(Page excerpt Opens)

Hauling Out


My friend Dan came with me for a short boat ride to the slings. On Tuesday morning, May 31st, we motored upriver and slipped into the lowered slings of the Toledo boat lift. They yard guys came down and measured the boat alongside the pier and looked at some old photos to determine where to place the slings. They then slowly lift the boat up until the bow is almost at the pier in front, so the crew can step off onto dry land. Then it’s up, up and away until the boat hangs over the pressure washing pad.


This was our first glimpse at the bottom, and it looked pretty good. As usual with old wooden boats in the northwest, they are better preserved underwater. The only planks that needed to be replaced were above the waterline.

(Page excerpt Closes)
(Recorded information Opens)

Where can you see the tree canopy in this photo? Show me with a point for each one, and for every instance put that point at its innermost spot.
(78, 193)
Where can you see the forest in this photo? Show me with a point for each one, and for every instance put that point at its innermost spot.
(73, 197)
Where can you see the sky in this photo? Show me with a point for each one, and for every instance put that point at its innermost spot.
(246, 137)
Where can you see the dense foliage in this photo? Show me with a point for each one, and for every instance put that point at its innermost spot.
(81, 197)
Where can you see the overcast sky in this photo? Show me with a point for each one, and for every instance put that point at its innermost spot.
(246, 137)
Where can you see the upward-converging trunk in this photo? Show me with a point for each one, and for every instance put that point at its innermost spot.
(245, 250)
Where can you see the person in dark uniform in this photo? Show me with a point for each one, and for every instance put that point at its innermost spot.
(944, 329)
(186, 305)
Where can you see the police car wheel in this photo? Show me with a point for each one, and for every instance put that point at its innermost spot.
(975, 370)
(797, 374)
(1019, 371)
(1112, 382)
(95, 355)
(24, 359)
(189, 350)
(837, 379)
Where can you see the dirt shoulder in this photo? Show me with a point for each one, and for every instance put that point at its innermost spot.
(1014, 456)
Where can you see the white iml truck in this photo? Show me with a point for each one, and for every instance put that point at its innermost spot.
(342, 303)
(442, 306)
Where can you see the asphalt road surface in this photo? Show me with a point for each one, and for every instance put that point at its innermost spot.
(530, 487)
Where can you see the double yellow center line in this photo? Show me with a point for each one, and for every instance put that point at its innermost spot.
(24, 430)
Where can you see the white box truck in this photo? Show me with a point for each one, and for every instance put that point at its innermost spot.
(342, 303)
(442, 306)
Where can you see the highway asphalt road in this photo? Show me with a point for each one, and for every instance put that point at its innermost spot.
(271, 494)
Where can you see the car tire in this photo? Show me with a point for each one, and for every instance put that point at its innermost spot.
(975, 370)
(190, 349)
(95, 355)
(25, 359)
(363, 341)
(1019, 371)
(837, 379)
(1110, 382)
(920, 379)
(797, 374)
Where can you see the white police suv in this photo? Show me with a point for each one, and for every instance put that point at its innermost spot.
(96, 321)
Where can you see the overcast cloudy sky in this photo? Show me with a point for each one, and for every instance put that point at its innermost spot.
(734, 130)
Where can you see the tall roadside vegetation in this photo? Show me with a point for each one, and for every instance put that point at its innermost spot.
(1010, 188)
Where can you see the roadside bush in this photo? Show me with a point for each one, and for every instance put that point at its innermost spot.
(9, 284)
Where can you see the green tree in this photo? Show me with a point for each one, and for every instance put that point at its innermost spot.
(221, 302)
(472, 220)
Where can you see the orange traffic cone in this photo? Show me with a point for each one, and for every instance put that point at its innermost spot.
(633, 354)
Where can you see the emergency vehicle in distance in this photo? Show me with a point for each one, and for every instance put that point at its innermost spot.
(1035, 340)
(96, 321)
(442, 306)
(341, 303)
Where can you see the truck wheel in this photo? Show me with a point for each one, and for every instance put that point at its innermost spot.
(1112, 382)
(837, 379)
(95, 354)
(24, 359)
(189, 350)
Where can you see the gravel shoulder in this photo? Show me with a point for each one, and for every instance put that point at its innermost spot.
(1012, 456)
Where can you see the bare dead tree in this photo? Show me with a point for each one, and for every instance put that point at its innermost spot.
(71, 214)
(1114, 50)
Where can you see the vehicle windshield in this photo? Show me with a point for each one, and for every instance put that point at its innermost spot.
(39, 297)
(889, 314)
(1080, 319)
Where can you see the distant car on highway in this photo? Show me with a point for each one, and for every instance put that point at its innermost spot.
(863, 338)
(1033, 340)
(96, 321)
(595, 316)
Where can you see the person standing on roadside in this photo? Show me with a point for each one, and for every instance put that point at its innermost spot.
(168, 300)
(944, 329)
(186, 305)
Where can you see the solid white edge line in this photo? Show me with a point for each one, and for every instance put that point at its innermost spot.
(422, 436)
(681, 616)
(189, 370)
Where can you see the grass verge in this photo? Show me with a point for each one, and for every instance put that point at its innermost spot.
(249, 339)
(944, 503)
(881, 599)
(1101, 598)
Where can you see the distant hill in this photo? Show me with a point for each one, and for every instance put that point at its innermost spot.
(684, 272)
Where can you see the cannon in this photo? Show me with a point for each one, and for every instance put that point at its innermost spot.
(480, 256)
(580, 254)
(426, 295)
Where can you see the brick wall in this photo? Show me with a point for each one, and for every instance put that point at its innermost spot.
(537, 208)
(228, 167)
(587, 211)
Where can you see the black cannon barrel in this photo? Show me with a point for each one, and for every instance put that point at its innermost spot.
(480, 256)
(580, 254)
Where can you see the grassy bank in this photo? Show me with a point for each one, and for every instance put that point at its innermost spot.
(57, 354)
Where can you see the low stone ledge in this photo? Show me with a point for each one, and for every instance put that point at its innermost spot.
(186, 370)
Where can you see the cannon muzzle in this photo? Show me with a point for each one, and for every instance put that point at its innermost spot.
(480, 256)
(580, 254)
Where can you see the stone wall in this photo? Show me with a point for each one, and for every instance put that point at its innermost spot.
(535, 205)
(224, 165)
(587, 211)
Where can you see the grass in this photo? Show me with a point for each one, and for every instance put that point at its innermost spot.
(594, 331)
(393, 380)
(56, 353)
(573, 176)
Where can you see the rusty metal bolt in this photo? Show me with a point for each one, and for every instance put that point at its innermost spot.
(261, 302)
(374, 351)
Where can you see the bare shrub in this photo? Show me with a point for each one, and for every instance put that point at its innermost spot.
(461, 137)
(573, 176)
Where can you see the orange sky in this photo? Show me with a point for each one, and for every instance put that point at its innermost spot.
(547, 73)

(Recorded information Closes)

__Work to complete__. Continue the account of hauling out the wooden boat from where it stops. The region pointing data is separate material, unrelated to the boat haul-out text.

__Reply to the exercise__.
While she was having her bottom pressure washed, Celeste and I made a speed run to the valley to pick up a decent ladder and scaffolding from Home Depot. The Toledo boat yard charges a daily rate to rent the ladder and scaffolding, which was new to me. So I figured we would pay for them in the first two years – and I can loan them out to friends so they don’t have to pay either. This pad next to the shipwright’s whop would be her home for the next 9 days. Here’s the boss inspecting the bottom:


I did find a couple of butt seams that got some new cotton while we were out:


Here’s some pictured of the some of the new wood we installed. I’ll go over how planks are cut and installed in another post, but the short of it is you expend a lot of energy removing the old planks and old fasteners, add new framed or ribs if possible, then pattern and cut new planks to replace them.

All told about 80 feel of new planks were added and 175 feet of seams were caulked.





It made for some very long days. Out of the water I usually worked until 8 or 9:00 at night. The heat during the day was horrible – for 5 days it went over 90 degrees during the day, so I would switch sides and hide from the sun. I did have some occasional helpers…


Eventually she got a new $1000.00 coat of bottom paint, and I spent half a day cleaning the propeller. The new zincs went on and she was ready to go back in to the water…After paying the yard bill, which was over $3800.00 for 9 days.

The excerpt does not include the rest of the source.